WRITTEN REQUEST ▸ Extract every line of the listing below word for word, omitting the pictures from your answer.

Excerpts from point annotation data
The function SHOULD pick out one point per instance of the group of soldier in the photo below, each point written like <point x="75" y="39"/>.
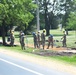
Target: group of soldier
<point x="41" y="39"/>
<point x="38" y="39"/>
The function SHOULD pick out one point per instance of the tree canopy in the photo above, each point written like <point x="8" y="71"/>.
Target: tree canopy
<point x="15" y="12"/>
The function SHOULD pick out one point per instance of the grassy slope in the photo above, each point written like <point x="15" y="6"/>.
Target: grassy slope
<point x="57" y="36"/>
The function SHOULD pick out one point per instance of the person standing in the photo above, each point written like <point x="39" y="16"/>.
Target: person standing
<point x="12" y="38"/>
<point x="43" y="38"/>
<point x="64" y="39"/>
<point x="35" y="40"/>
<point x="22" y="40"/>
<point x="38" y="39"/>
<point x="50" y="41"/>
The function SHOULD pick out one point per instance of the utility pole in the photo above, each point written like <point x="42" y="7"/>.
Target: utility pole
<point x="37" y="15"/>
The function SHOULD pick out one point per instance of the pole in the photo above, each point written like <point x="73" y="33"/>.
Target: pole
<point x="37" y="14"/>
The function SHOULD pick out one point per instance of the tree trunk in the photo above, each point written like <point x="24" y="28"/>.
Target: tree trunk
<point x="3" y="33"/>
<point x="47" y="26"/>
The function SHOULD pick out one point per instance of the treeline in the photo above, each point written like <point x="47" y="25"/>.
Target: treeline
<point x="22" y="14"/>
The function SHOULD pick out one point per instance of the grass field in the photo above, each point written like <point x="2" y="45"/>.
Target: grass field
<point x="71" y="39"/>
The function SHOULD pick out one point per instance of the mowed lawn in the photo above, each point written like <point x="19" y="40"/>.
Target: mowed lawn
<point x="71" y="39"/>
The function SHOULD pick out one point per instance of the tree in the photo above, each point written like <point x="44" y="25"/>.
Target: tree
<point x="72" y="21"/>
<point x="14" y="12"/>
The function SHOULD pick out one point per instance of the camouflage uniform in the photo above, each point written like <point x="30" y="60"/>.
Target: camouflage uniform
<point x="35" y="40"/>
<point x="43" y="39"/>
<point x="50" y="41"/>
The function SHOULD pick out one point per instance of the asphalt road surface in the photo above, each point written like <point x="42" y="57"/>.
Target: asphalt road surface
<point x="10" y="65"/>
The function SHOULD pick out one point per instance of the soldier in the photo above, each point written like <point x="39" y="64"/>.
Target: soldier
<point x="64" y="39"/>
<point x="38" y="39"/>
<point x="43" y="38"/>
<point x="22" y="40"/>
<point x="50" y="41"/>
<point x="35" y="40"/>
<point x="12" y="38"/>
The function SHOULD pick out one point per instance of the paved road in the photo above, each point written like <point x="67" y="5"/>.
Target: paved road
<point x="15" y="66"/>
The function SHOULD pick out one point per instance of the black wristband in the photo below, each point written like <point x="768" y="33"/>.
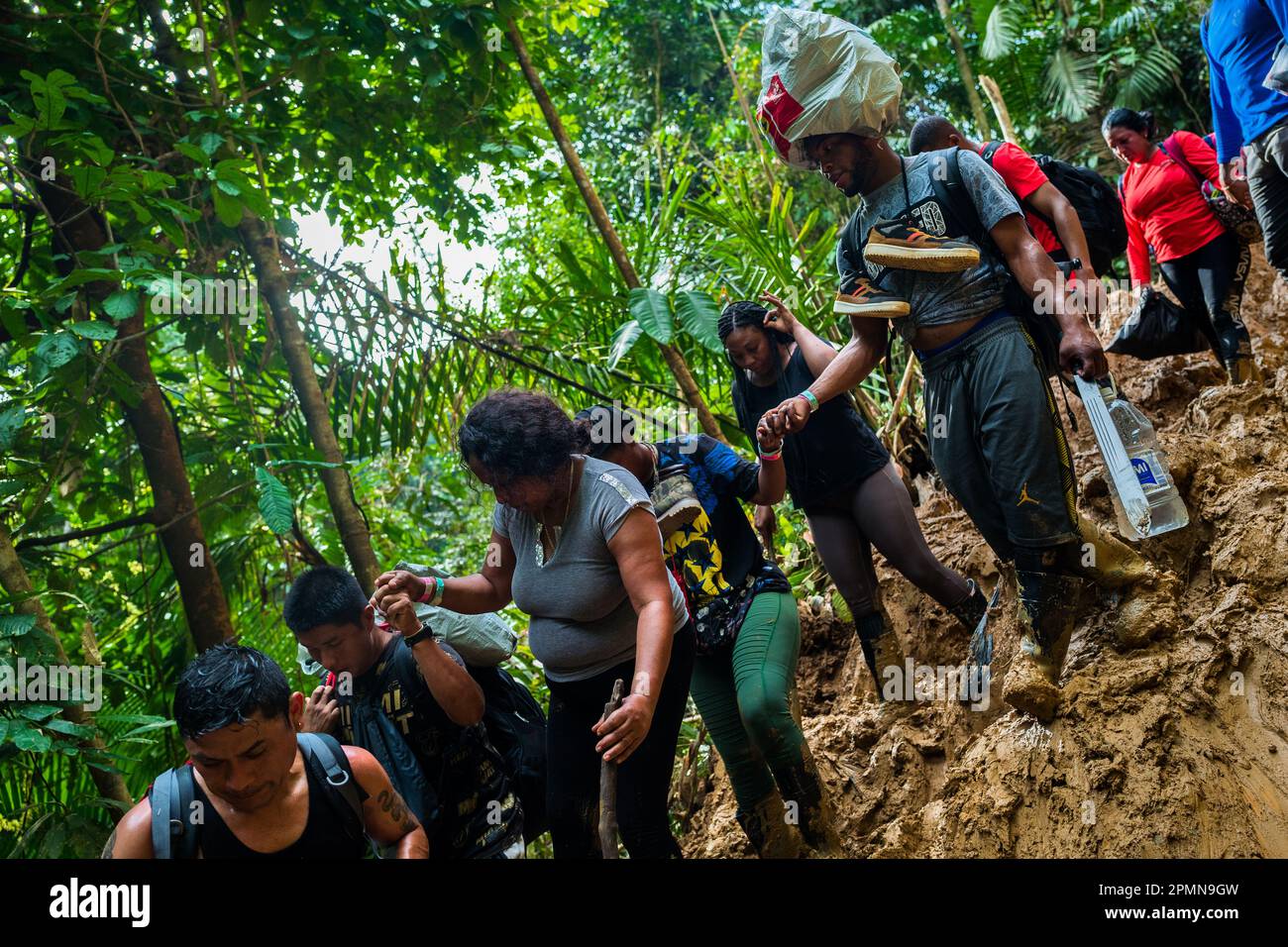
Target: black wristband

ANSWER FOR THE TASK ▸
The function SHOULD pick out one point per instance of the group of soldier in the photo below, each point written like <point x="75" y="39"/>.
Target: group of soldier
<point x="41" y="39"/>
<point x="38" y="39"/>
The function SHOULD pick out one point per instance of the tree canopy in the photo above, each point written like <point x="8" y="71"/>.
Target: tree canopy
<point x="15" y="12"/>
The function SHOULD pick out one point per instance of the grassy slope in the photo above, each point written like <point x="15" y="6"/>.
Target: grassy slope
<point x="57" y="36"/>
The function SHOULD pick out one point per instance of the person standing in the photo above, each point written like <point x="39" y="16"/>.
Target: person standing
<point x="12" y="38"/>
<point x="43" y="38"/>
<point x="64" y="39"/>
<point x="35" y="40"/>
<point x="22" y="40"/>
<point x="38" y="39"/>
<point x="50" y="41"/>
The function SHOULD pick out one point per instance of the utility pole in the photo above, each point written like <point x="42" y="7"/>.
Target: utility pole
<point x="37" y="15"/>
The function SHOULD pick out one point per instance of the pole in the photo above, each point written like <point x="73" y="33"/>.
Target: pole
<point x="37" y="14"/>
The function SHOULD pick out one point per instance of the tree trunk in the photo above, each point written like <point x="24" y="28"/>.
Target: tree trunk
<point x="3" y="33"/>
<point x="47" y="26"/>
The function SHOULD pick out one point per instance of the treeline in the photo above, each point written like <point x="47" y="25"/>.
Target: treeline
<point x="22" y="14"/>
The function SHOULD pick out one point per instance of the grass field in the photo above, each point written like <point x="2" y="45"/>.
Target: grass field
<point x="71" y="39"/>
The function SHOULD pick out one point per instance of the mowed lawn in the photo above, each point written like <point x="19" y="40"/>.
Target: mowed lawn
<point x="71" y="39"/>
The function SHOULD pick out one point per instance of the tree in the photo above, each point written like <point x="44" y="25"/>.
Target: tree
<point x="72" y="21"/>
<point x="14" y="12"/>
The function SHOULD pick out one point per instance of the camouflage uniform in the photo above, each point written like <point x="30" y="60"/>.
Target: camouflage uniform
<point x="35" y="40"/>
<point x="43" y="39"/>
<point x="50" y="41"/>
The function SHOULD pick out one point per instance of the asphalt road surface in the photo above, each point written like <point x="42" y="57"/>.
Target: asphalt road surface
<point x="10" y="65"/>
The function SHOULD pick out one point per instance of the soldier in the photo above, each point written like <point x="39" y="64"/>.
Target: soldier
<point x="64" y="39"/>
<point x="38" y="39"/>
<point x="43" y="38"/>
<point x="22" y="40"/>
<point x="50" y="41"/>
<point x="35" y="40"/>
<point x="12" y="38"/>
The function SHOULD pick out one point per instance of the paved road in the photo above, each point written like <point x="67" y="5"/>.
Target: paved road
<point x="15" y="66"/>
The function SHOULD pick out one point per instance of the black wristband in the photo below, each point written like <point x="768" y="33"/>.
Target: black wristband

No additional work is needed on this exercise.